● Stated task
Pull out every line of the listing below that contains the word "water".

● Items
────────────────────────────────────────

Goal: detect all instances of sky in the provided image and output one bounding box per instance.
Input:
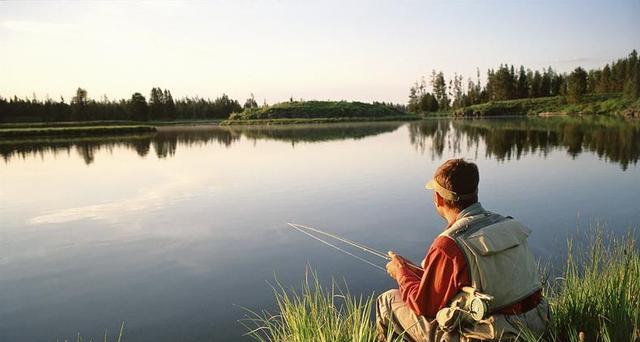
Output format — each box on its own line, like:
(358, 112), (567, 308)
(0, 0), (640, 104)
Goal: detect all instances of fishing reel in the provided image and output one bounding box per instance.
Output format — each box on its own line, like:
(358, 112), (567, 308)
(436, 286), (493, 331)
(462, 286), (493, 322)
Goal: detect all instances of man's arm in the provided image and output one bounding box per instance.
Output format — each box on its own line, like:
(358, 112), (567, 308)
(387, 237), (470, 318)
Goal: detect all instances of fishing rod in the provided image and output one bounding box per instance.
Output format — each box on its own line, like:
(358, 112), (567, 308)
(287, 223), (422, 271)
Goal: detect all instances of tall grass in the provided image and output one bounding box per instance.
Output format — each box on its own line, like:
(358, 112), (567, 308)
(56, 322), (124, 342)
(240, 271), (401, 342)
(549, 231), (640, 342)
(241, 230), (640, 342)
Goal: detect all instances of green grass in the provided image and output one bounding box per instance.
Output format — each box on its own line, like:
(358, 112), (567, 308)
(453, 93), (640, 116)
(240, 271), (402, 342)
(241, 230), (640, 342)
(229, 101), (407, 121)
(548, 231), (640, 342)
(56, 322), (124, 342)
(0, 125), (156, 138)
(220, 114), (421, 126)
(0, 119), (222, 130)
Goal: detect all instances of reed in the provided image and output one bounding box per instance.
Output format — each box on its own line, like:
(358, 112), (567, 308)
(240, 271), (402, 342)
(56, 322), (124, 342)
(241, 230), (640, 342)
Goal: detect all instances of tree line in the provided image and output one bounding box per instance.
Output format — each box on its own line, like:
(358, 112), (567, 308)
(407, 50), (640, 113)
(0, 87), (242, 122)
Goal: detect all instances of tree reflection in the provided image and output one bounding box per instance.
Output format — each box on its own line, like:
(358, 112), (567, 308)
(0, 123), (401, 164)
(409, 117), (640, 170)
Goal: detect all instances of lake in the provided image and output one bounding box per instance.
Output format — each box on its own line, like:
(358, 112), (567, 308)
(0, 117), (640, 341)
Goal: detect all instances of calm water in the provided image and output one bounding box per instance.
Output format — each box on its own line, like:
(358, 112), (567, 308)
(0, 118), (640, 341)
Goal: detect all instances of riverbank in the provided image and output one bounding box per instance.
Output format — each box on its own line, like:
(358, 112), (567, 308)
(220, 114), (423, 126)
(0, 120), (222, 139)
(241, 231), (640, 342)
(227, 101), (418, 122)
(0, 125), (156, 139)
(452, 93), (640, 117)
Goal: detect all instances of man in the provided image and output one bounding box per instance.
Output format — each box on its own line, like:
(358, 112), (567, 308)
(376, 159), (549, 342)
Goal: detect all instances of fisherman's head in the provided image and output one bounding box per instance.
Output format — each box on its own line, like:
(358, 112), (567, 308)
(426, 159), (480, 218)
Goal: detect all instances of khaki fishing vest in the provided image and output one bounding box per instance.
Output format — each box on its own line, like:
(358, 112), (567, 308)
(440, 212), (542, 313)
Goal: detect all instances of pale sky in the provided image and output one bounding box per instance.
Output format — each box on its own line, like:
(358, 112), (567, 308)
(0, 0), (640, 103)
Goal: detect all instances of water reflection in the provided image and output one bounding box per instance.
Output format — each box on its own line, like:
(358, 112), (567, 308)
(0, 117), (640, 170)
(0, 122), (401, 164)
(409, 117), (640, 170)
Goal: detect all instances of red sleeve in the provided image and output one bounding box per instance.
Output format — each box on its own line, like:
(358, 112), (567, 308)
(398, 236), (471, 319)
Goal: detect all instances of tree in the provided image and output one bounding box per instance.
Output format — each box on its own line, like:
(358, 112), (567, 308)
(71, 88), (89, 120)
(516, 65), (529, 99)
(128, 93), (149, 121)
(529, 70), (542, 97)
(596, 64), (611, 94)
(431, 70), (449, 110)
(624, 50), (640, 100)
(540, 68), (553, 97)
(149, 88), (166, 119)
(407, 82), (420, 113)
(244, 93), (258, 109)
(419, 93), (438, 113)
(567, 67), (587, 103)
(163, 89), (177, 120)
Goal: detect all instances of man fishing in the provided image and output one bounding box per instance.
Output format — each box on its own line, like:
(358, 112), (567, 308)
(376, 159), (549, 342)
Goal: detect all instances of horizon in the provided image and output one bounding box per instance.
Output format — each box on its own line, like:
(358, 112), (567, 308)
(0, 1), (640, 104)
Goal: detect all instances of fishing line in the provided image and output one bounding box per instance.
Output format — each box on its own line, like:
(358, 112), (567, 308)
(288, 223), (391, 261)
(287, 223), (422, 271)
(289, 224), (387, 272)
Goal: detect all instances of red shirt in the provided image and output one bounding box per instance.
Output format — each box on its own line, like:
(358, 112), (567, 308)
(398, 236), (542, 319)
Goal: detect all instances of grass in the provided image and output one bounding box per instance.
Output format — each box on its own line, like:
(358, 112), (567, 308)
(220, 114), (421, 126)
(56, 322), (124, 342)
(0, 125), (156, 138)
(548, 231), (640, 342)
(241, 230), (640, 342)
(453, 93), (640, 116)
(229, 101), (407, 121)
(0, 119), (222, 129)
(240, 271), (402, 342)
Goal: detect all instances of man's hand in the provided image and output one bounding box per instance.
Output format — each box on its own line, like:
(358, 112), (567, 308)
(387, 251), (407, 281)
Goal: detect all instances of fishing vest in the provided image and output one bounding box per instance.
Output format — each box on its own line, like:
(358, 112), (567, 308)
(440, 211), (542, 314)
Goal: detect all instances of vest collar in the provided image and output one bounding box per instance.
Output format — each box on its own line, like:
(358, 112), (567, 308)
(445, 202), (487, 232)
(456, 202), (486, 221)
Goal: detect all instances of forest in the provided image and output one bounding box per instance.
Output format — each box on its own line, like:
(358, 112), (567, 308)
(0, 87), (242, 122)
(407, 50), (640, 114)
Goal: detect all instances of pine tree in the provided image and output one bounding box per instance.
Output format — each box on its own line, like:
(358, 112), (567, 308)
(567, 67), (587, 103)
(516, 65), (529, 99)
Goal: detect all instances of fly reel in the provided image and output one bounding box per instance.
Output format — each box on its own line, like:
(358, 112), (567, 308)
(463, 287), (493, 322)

────────────────────────────────────────

● The response
Goal: detect all instances of calm water in the provided image and output one bounding box per instance.
Goal: detect all instances of water reflection in the provided image and output one bounding box per instance.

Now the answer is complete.